PASSAGE FOR REVIEW:

>>>

Article: "Prediction of Spillover and Interventional Animal Vaccination to Prevent Emerging Pathogen Threats in Current and Future Zones of US Military Operation"
DARPA (Defense Advanced Research Projects Agency) issued a Broad Agency Announcement in January 2018 entitled "PREventing EMerging Pathogenic Threats - PREEMPT" to "a new layer of medical preparedness to combat emerging infectious diseases". The basis for DARPA interest in this topic is that almost 60% of emerging infectious diseases in humans are transmitted from an animal species harboring the pathogen that is then subsequently transmitted to humans, known as a zoonotic transmission. Emerging infections also result from insect species, such as mosquitos, that transmit novel viral pathogens into humans, such as the Zika virus that is carried by mosquitos.

<<<

WHAT TO PRODUCE: Please list, in order, the words of the full name that the article on animal vaccination abbreviates as PREEMPT.

Natural-language object grounding data:

>>>

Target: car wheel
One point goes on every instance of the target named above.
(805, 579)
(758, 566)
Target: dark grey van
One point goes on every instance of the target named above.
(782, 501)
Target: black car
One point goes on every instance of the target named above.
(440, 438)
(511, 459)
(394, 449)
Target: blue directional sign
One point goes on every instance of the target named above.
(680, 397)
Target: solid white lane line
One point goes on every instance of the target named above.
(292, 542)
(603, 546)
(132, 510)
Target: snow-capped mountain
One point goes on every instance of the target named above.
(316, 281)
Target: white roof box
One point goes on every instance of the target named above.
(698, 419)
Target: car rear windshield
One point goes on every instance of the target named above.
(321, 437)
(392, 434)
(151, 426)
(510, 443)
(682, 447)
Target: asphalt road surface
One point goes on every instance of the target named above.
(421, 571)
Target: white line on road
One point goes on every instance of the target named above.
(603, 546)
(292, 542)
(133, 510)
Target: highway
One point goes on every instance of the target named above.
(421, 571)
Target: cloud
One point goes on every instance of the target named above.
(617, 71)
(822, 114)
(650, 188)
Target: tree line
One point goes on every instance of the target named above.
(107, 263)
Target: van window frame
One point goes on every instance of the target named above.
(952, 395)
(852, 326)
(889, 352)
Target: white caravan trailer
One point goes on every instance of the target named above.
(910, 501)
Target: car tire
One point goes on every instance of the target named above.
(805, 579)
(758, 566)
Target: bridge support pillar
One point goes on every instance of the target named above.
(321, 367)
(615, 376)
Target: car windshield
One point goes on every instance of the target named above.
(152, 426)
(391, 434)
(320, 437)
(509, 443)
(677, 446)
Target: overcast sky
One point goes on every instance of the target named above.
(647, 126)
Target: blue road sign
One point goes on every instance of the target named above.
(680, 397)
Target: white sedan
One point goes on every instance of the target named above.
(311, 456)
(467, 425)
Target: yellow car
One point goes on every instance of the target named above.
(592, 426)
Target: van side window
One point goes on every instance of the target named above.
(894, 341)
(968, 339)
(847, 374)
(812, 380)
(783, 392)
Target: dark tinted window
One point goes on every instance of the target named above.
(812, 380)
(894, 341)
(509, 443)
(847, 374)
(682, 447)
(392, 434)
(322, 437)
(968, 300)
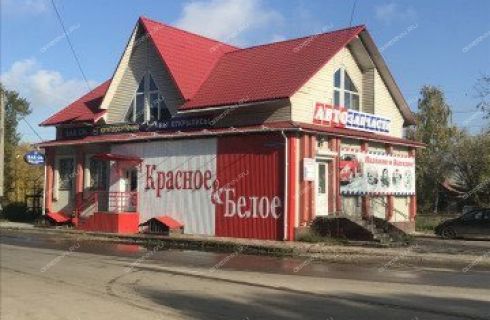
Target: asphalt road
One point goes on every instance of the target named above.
(44, 277)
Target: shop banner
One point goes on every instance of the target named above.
(340, 117)
(366, 173)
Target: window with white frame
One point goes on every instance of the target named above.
(345, 93)
(148, 105)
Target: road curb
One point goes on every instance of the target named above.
(384, 258)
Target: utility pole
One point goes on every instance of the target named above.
(2, 143)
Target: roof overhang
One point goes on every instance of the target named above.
(283, 126)
(387, 77)
(282, 100)
(117, 157)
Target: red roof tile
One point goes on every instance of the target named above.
(269, 71)
(85, 109)
(189, 57)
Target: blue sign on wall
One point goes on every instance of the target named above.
(34, 158)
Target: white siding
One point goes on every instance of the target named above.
(384, 105)
(144, 57)
(320, 86)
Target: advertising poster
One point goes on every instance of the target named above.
(365, 173)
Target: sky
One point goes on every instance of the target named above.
(445, 43)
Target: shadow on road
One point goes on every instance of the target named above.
(305, 306)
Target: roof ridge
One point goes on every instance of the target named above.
(295, 39)
(189, 32)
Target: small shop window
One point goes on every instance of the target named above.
(98, 175)
(345, 93)
(66, 173)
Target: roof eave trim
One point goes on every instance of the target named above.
(229, 106)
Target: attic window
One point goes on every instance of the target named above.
(148, 104)
(345, 93)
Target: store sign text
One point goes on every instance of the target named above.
(340, 117)
(235, 206)
(249, 207)
(177, 180)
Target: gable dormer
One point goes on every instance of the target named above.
(159, 61)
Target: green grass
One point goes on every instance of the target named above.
(428, 222)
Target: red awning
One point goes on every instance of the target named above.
(57, 217)
(117, 157)
(168, 221)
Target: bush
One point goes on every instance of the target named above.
(17, 211)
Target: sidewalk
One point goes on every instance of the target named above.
(417, 254)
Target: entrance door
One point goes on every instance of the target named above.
(321, 186)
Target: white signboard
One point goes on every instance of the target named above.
(340, 117)
(365, 173)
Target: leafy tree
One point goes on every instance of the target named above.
(16, 108)
(470, 160)
(435, 129)
(483, 91)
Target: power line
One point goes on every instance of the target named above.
(70, 44)
(33, 130)
(352, 13)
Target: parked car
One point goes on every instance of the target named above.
(472, 224)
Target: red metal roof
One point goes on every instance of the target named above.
(269, 71)
(189, 57)
(210, 73)
(85, 109)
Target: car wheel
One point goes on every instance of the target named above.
(448, 233)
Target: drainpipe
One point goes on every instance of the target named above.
(286, 185)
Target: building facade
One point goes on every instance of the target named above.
(254, 142)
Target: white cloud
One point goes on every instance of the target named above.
(227, 20)
(31, 7)
(46, 90)
(391, 12)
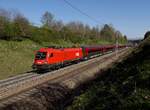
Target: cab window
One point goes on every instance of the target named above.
(41, 55)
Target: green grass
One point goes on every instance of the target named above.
(124, 87)
(16, 57)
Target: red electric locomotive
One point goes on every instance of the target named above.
(47, 58)
(51, 58)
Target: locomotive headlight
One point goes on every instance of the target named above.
(45, 62)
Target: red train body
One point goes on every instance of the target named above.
(48, 58)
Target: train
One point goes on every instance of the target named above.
(50, 58)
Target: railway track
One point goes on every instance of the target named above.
(12, 86)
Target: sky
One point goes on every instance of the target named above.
(131, 17)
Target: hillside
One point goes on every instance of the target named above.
(16, 57)
(126, 86)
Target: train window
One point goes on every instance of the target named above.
(51, 55)
(41, 55)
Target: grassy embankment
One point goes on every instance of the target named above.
(124, 87)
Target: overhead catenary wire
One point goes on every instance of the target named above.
(81, 12)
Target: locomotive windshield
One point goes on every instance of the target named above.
(40, 55)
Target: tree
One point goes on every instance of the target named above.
(21, 25)
(48, 20)
(147, 34)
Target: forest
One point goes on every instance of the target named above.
(15, 26)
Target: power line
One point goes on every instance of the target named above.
(80, 11)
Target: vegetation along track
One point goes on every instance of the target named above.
(20, 84)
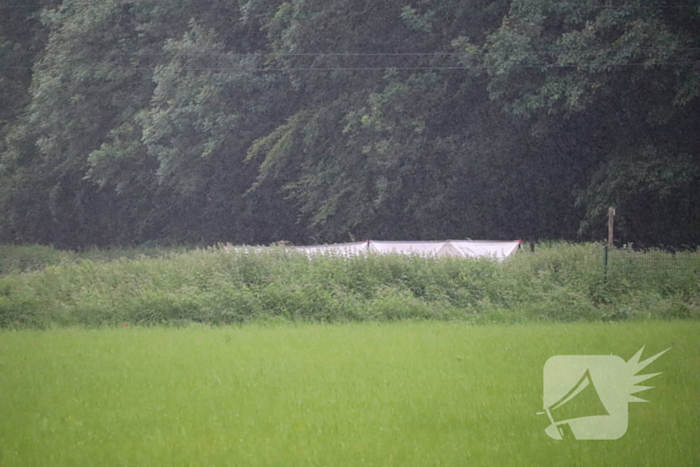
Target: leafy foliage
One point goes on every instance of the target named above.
(307, 121)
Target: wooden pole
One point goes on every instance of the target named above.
(611, 221)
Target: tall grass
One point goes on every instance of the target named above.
(561, 282)
(406, 394)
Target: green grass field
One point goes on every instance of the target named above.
(400, 394)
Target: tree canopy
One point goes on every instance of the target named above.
(131, 121)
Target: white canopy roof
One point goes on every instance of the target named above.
(459, 248)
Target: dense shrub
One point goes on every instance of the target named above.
(560, 282)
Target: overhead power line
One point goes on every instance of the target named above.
(378, 68)
(572, 5)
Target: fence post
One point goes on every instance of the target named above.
(605, 264)
(611, 221)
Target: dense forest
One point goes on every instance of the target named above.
(124, 122)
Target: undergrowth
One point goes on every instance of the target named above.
(41, 287)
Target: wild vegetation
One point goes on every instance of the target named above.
(558, 283)
(128, 121)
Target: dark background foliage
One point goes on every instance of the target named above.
(175, 121)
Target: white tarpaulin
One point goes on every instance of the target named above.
(459, 248)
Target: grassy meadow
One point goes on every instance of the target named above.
(358, 394)
(200, 357)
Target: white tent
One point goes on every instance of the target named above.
(459, 248)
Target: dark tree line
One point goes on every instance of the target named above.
(128, 121)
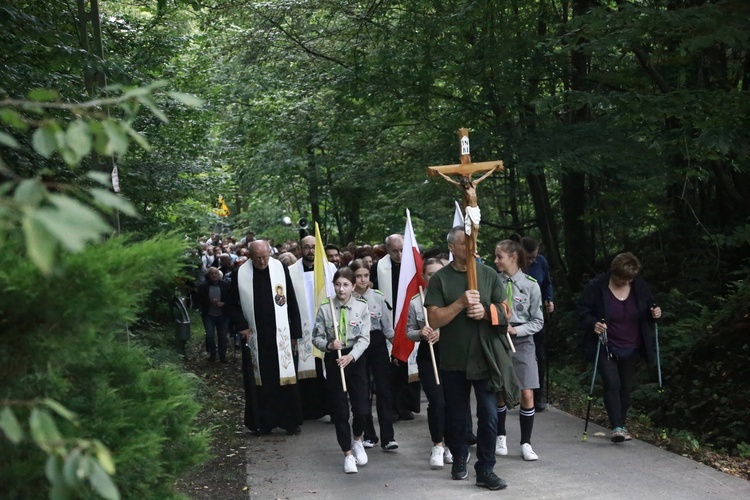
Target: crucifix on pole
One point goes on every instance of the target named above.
(464, 170)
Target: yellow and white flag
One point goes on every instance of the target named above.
(222, 210)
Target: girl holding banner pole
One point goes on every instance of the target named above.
(345, 327)
(376, 358)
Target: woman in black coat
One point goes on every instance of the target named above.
(619, 303)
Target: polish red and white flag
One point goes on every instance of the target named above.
(409, 280)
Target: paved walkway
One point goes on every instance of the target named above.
(311, 466)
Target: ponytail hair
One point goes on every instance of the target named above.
(514, 247)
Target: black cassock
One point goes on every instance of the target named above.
(269, 405)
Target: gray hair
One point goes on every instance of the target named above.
(392, 237)
(453, 233)
(255, 244)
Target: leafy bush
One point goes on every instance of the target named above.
(64, 337)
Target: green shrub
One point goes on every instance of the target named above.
(64, 337)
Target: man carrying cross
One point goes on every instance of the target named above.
(467, 302)
(464, 317)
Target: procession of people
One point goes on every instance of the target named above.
(332, 360)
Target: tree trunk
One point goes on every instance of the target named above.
(579, 246)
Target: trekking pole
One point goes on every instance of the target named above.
(591, 390)
(658, 369)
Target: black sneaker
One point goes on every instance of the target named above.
(458, 469)
(488, 479)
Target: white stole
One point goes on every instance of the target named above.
(281, 312)
(305, 358)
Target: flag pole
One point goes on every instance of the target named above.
(336, 332)
(432, 349)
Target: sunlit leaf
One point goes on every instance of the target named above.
(59, 409)
(105, 458)
(78, 138)
(43, 141)
(10, 426)
(30, 192)
(102, 483)
(118, 141)
(72, 223)
(155, 109)
(187, 99)
(53, 469)
(138, 138)
(102, 178)
(70, 467)
(40, 245)
(13, 118)
(43, 95)
(8, 140)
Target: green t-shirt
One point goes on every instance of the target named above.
(459, 339)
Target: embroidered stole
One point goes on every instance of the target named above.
(306, 303)
(283, 336)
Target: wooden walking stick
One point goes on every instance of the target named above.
(427, 323)
(336, 332)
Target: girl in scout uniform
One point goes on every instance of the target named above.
(353, 320)
(525, 300)
(376, 358)
(417, 331)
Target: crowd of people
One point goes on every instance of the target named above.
(300, 363)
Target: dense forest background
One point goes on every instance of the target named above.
(623, 125)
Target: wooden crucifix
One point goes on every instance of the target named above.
(464, 170)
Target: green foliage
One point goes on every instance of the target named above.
(73, 350)
(713, 374)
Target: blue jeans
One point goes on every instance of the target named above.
(457, 389)
(219, 326)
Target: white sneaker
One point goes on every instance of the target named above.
(436, 458)
(447, 455)
(358, 450)
(528, 453)
(501, 448)
(350, 464)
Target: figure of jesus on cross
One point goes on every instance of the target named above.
(472, 215)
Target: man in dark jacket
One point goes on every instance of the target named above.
(212, 295)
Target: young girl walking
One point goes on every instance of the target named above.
(527, 318)
(350, 318)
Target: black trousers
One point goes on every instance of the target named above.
(338, 400)
(377, 364)
(617, 378)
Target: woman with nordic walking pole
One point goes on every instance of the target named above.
(419, 330)
(622, 299)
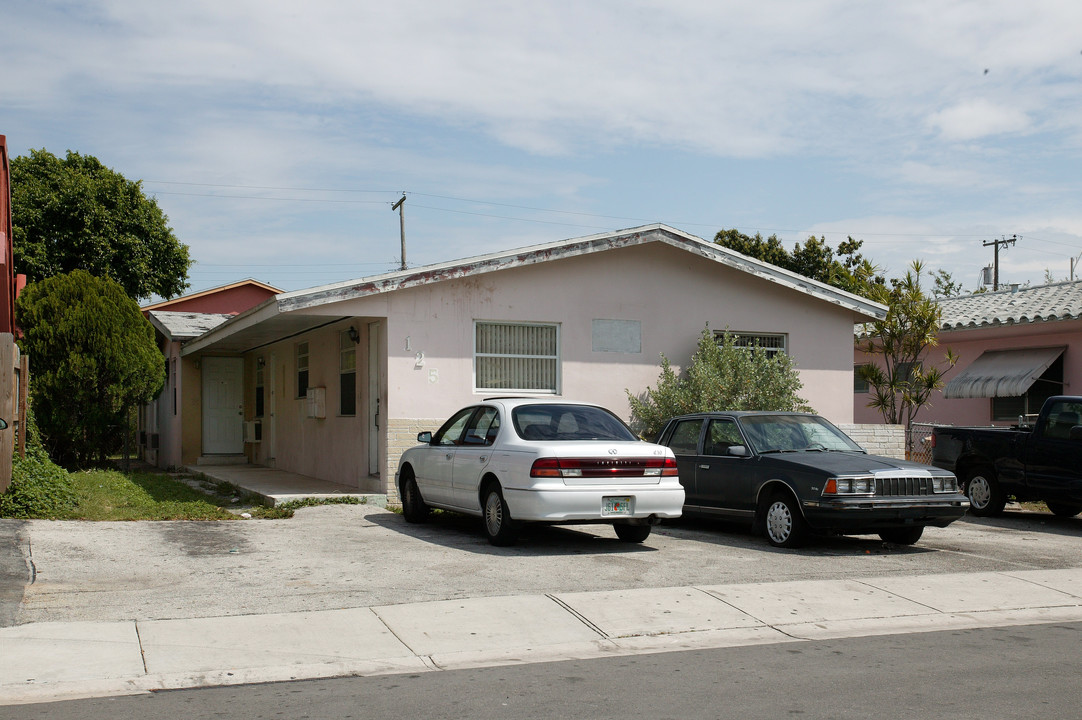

<<<

WRITTEN ANSWER: PREventing, EMerging, Pathogenic, Threats